__Extrait à lire__
Vous êtes peut-être vous aussi des lecteurs de Hergé, de Tintin, la bande dessinée. Et si c'est le cas, vous connaissez aussi les amis Dupont et Dupond, les fameux détectives avec leur chapeau melon. Et vous vous rappelez peut-être dans Tintin au Pays de l'Or noir, dans le désert, ils sont là qui tournent en rond avec une voiture qui pétarade. Comme ils tournent en rond, eh bien la trace qu'ils croient suivre, ce n'est que la leur ! Ils avancent oui, mais ils vont nulle part. Et nos vies ne ressemblent-elles pas à la voiture des Dupont et Dupond ?
Dans le désert ! Qui tournent en rond tout en croyant avancer ! Y a-t-il dans nos vies une route, un chemin, est-ce que nos vies avancent vraiment vers un but ?
De toujours on a comparé la vie avec une route, ou un chemin marqué par un début et une fin. De toujours cette comparaison a été utile et pleine d'encouragements pour le chrétien qui passe parfois par des hauts et des bas, comme les sentiers de montagne sur lesquels on s'essouffle, ou qui font mal aux cuisses même et surtout à la descente !
Et chacun connaît les psaumes, les classiques : «L'Eternel garde ton départ et ton arrivée.», ou encore : «Quand je marcherai dans la vallée de l'ombre…» ou plus positif : «Ta parole est une lampe sur ma route, une lumière sur mon chemin.» Le chemin de la vie est parfois difficile, ça chacun le sait, mais au moins dans la perspective des psaumes et des croyants qui les ont prié et chanté, y at-il une route qui avance !

__Consignes__
(a) Selon l'extrait sur Tintin, dans quel album les Dupont et Dupond tournent-ils en rond dans le désert ?
(b) Recopiez l'extrait sur Tintin à partir de « De toujours on » jusqu'à « qui avance ! » inclus.

__Lignes du jeu de données sur l'emplacement des objets__
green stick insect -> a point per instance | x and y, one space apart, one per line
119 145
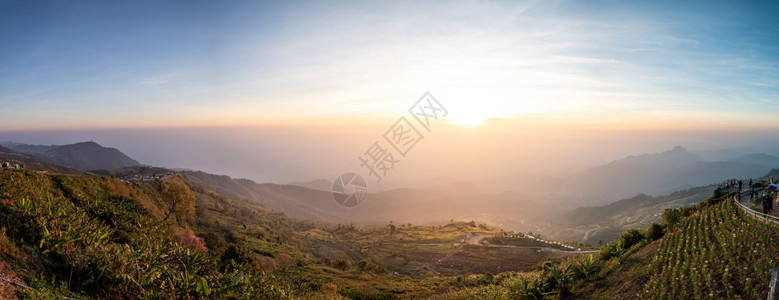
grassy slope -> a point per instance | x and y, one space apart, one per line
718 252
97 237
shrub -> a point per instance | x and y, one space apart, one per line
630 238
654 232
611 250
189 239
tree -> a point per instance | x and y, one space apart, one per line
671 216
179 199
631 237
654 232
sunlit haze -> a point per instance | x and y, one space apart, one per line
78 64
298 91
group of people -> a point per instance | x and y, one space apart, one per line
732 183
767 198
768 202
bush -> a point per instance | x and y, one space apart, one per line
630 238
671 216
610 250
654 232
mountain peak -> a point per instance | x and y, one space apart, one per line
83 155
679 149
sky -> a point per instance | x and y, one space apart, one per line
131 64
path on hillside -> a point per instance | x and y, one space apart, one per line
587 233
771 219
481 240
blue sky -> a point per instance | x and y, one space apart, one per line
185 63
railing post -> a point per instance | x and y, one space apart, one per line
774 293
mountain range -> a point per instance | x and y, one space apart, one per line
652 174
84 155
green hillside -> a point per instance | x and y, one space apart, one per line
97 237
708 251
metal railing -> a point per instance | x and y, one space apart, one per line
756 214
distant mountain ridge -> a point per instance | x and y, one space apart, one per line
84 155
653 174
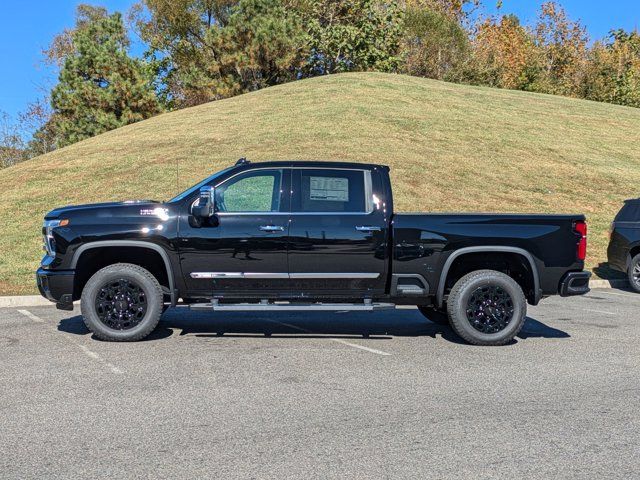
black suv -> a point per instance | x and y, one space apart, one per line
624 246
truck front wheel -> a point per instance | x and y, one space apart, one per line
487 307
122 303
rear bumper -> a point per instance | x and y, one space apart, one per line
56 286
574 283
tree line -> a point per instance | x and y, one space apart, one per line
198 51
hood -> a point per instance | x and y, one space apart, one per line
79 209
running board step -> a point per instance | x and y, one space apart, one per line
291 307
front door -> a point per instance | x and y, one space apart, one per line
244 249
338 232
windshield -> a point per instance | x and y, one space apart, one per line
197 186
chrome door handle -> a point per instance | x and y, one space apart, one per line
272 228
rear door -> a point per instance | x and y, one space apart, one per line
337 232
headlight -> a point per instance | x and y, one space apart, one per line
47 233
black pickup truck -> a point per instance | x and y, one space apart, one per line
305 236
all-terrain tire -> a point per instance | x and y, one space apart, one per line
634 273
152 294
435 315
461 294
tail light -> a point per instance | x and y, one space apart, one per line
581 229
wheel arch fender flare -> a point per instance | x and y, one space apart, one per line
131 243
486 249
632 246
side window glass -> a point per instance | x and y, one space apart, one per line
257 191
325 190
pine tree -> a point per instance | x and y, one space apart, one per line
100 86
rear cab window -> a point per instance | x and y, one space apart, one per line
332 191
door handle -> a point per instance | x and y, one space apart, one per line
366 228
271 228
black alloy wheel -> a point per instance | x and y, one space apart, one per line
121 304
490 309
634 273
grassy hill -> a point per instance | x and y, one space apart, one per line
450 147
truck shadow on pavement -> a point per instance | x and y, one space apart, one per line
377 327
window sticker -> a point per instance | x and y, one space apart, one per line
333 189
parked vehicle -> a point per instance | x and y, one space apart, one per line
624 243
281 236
--
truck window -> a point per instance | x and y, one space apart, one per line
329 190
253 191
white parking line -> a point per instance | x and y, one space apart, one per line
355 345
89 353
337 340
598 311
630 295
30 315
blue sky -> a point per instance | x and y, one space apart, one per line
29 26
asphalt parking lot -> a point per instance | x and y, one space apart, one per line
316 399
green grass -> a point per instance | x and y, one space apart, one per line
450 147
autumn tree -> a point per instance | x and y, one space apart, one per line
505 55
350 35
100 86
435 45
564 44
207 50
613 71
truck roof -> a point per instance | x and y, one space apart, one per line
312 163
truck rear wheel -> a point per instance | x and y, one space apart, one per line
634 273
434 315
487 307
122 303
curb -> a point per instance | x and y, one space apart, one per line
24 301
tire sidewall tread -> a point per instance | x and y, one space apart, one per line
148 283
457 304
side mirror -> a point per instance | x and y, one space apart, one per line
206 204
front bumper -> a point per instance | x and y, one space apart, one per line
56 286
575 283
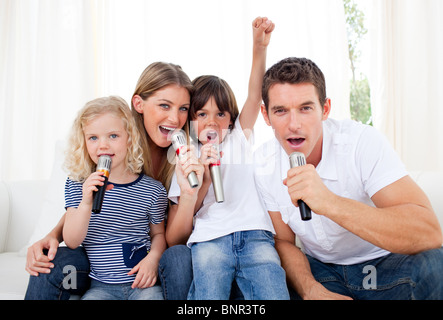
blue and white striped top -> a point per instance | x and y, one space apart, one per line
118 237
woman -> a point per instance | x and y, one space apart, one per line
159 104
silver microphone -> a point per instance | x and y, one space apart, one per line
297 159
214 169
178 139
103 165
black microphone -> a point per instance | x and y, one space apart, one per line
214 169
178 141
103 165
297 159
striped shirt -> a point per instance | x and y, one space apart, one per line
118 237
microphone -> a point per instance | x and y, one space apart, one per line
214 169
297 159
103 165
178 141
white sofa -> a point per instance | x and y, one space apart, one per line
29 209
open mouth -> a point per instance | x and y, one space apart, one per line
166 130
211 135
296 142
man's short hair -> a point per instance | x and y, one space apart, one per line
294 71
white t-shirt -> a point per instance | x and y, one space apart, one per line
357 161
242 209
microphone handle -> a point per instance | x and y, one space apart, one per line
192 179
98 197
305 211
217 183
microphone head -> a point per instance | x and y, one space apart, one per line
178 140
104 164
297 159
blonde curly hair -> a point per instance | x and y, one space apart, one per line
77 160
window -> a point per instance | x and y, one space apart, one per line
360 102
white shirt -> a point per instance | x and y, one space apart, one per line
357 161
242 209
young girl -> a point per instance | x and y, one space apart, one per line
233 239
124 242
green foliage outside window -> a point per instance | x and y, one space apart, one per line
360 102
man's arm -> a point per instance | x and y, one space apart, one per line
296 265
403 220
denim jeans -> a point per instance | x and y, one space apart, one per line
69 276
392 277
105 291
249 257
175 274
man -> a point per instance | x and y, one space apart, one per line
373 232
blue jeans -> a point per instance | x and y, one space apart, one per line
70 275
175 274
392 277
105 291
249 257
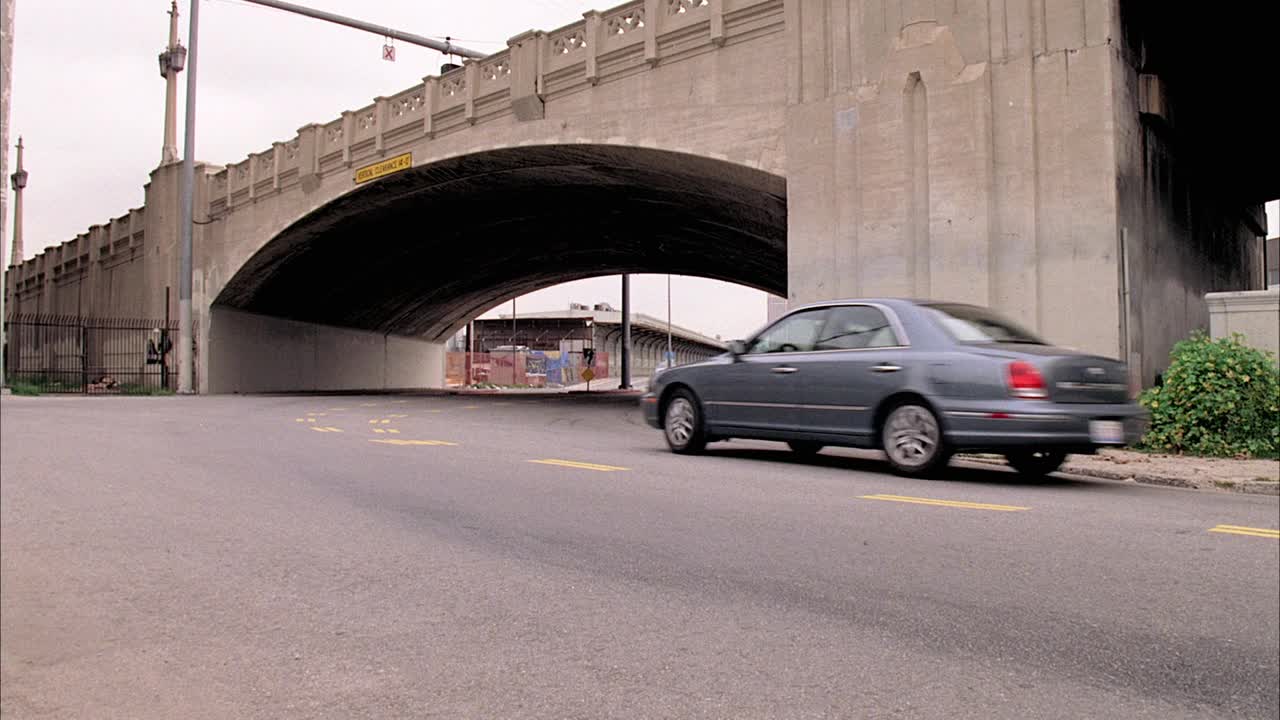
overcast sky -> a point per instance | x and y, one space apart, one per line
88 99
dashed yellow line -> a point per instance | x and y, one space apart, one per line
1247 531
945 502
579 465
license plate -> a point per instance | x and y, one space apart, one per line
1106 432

__Corrigé__
(a) Dans Tintin au Pays de l'Or noir.

(b)
De toujours on a comparé la vie avec une route, ou un chemin marqué par un début et une fin. De toujours cette comparaison a été utile et pleine d'encouragements pour le chrétien qui passe parfois par des hauts et des bas, comme les sentiers de montagne sur lesquels on s'essouffle, ou qui font mal aux cuisses même et surtout à la descente !
Et chacun connaît les psaumes, les classiques : «L'Eternel garde ton départ et ton arrivée.», ou encore : «Quand je marcherai dans la vallée de l'ombre…» ou plus positif : «Ta parole est une lampe sur ma route, une lumière sur mon chemin.» Le chemin de la vie est parfois difficile, ça chacun le sait, mais au moins dans la perspective des psaumes et des croyants qui les ont prié et chanté, y at-il une route qui avance !